Aim - The data must be written out once more, precisely as given.

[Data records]
## Begin

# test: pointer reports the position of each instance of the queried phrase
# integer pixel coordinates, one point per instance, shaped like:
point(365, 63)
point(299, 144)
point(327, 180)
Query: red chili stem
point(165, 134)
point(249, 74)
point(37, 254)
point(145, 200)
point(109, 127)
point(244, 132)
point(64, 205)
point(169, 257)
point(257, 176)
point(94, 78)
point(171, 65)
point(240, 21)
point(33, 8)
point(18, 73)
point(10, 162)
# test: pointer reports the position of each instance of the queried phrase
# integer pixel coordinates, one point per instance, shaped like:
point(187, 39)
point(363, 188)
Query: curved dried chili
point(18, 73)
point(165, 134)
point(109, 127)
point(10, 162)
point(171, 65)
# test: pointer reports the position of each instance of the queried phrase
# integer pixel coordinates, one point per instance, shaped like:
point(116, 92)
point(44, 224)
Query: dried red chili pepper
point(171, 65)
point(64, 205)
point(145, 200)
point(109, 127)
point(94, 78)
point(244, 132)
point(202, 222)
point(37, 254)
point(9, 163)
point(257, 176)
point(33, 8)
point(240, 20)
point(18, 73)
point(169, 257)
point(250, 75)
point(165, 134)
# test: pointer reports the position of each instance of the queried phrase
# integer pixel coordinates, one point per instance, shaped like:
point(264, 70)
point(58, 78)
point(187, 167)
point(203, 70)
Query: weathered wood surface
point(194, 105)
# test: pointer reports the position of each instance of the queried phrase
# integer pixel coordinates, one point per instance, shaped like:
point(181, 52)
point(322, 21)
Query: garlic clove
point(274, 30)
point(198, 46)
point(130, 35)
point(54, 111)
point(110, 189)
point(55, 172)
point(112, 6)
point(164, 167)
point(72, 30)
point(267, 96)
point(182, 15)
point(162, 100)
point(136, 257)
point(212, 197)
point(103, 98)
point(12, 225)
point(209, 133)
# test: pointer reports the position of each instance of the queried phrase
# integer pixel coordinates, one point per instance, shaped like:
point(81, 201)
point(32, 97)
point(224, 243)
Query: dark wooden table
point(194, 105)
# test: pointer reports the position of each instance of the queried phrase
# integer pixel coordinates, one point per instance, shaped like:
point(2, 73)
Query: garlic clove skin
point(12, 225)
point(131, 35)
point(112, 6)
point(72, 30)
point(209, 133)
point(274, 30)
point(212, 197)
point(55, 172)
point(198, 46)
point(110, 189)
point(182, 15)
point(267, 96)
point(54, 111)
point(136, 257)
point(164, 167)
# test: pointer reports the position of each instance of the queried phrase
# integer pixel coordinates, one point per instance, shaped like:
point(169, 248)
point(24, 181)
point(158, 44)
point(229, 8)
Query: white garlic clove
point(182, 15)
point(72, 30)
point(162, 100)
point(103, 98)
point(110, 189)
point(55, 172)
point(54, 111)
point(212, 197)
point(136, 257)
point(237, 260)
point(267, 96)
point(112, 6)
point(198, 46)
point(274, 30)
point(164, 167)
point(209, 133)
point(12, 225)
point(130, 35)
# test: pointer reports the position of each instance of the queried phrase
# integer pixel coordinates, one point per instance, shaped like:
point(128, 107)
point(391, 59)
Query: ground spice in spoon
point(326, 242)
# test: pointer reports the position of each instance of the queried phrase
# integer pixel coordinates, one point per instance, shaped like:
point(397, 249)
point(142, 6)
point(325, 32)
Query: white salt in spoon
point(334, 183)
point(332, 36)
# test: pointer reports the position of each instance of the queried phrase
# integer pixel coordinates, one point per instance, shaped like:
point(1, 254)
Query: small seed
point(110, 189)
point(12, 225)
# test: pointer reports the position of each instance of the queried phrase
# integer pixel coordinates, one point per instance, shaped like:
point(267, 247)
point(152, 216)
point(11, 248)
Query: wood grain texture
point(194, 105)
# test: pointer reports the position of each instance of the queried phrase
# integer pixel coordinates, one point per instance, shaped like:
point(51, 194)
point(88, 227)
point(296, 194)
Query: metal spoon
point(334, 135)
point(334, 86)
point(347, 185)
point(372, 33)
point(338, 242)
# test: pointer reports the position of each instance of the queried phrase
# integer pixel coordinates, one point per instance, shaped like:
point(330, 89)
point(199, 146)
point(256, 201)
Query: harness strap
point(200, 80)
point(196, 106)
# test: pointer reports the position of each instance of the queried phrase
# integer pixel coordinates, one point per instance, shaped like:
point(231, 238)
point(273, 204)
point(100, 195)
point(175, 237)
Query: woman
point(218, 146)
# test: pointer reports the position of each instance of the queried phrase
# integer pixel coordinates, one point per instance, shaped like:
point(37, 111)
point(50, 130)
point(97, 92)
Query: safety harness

## End

Solution to this exercise -
# test: pointer reports the position of each instance of the queried phrase
# integer pixel coordinates, one point per instance, shaped like:
point(365, 63)
point(299, 144)
point(327, 180)
Query: red chili stem
point(165, 134)
point(249, 74)
point(37, 254)
point(145, 200)
point(109, 127)
point(244, 132)
point(64, 205)
point(169, 257)
point(257, 176)
point(94, 78)
point(171, 65)
point(240, 21)
point(33, 8)
point(18, 73)
point(10, 162)
# test: pointer reports the position of each instance of the queried phrase
# integer pixel coordinates, one point per instance, shaped like:
point(187, 39)
point(363, 188)
Query: curved dried chili
point(18, 73)
point(165, 134)
point(109, 127)
point(10, 162)
point(171, 65)
# test: pointer reports the position of each instance of the queried phrase
# integer pixel coordinates, one point per instance, shaped like:
point(116, 92)
point(44, 224)
Query: dried red chili pepper
point(171, 65)
point(64, 205)
point(145, 200)
point(109, 127)
point(94, 78)
point(244, 132)
point(202, 222)
point(37, 254)
point(9, 163)
point(257, 176)
point(33, 8)
point(240, 20)
point(18, 73)
point(169, 257)
point(250, 75)
point(165, 134)
# test: pointer reports the position of each instance of the queried phrase
# integer pixel coordinates, one point per instance, shaped like:
point(264, 70)
point(58, 78)
point(187, 167)
point(203, 70)
Query: weathered wood surface
point(194, 105)
# test: pointer reports the position of each instance of the queried phrase
# integer pixel coordinates, one point per instance, shaped like:
point(181, 52)
point(322, 21)
Query: garlic clove
point(274, 30)
point(198, 46)
point(130, 35)
point(54, 111)
point(110, 189)
point(55, 172)
point(112, 6)
point(164, 167)
point(72, 30)
point(267, 96)
point(182, 15)
point(162, 100)
point(136, 257)
point(212, 197)
point(103, 98)
point(12, 225)
point(209, 133)
# test: pointer reports the position of each instance of the queried phrase
# integer pixel coordinates, one point per instance, shaped like:
point(81, 201)
point(32, 97)
point(224, 243)
Query: dark wooden table
point(194, 105)
# test: pointer reports the position of each instance of the queried phrase
# integer pixel coordinates, one point per instance, shaped like:
point(2, 73)
Query: garlic clove skin
point(12, 225)
point(131, 35)
point(112, 6)
point(72, 30)
point(209, 133)
point(274, 30)
point(212, 197)
point(55, 172)
point(198, 46)
point(110, 189)
point(182, 15)
point(267, 96)
point(54, 111)
point(136, 257)
point(164, 167)
# test: pointer reports the position of each instance of the queried phrase
# integer pixel coordinates, one point per instance, shaped like:
point(169, 248)
point(24, 181)
point(158, 44)
point(229, 8)
Query: white garlic clove
point(182, 15)
point(72, 30)
point(162, 100)
point(103, 98)
point(110, 189)
point(55, 172)
point(54, 111)
point(212, 197)
point(136, 257)
point(237, 260)
point(267, 96)
point(112, 6)
point(198, 46)
point(274, 30)
point(164, 167)
point(209, 133)
point(12, 225)
point(130, 35)
# test: pointer reports the position of each instance of the queried phrase
# integer pixel coordinates, one point per instance, shaped like:
point(128, 107)
point(391, 59)
Query: ground spice in spoon
point(326, 242)
# test: pointer reports the position of each instance of the queried phrase
# integer pixel coordinates, one point per instance, shaped like:
point(397, 249)
point(142, 6)
point(325, 32)
Query: white salt in spoon
point(334, 183)
point(332, 36)
# test: pointer reports the position of each instance of the queried phrase
# integer pixel coordinates, one point per instance, shaped like:
point(1, 254)
Query: small seed
point(110, 189)
point(12, 225)
# test: pointer reports the position of each instance of the queried phrase
# integer pixel coordinates, one point per instance, shaped like:
point(267, 247)
point(152, 216)
point(11, 248)
Query: wood grain texture
point(194, 105)
# test: pointer reports the position of each instance of the queried phrase
# integer pixel coordinates, one point per instance, shaped like:
point(51, 194)
point(88, 227)
point(296, 194)
Query: metal spoon
point(334, 135)
point(334, 86)
point(347, 185)
point(372, 33)
point(338, 242)
# test: pointer reports the position of each instance of the queried phrase
# integer pixel coordinates, one point per instance, shaped like:
point(330, 89)
point(199, 146)
point(256, 201)
Query: harness strap
point(200, 80)
point(196, 106)
# test: pointer reports the position of each instance of the queried phrase
# integer pixel coordinates, one point per instance, shaped like:
point(231, 238)
point(273, 204)
point(100, 195)
point(175, 237)
Query: woman
point(218, 146)
# test: pointer reports the position of each instance of the queried phrase
# integer pixel coordinates, one point per instance, shaped like:
point(37, 111)
point(50, 130)
point(97, 92)
Query: safety harness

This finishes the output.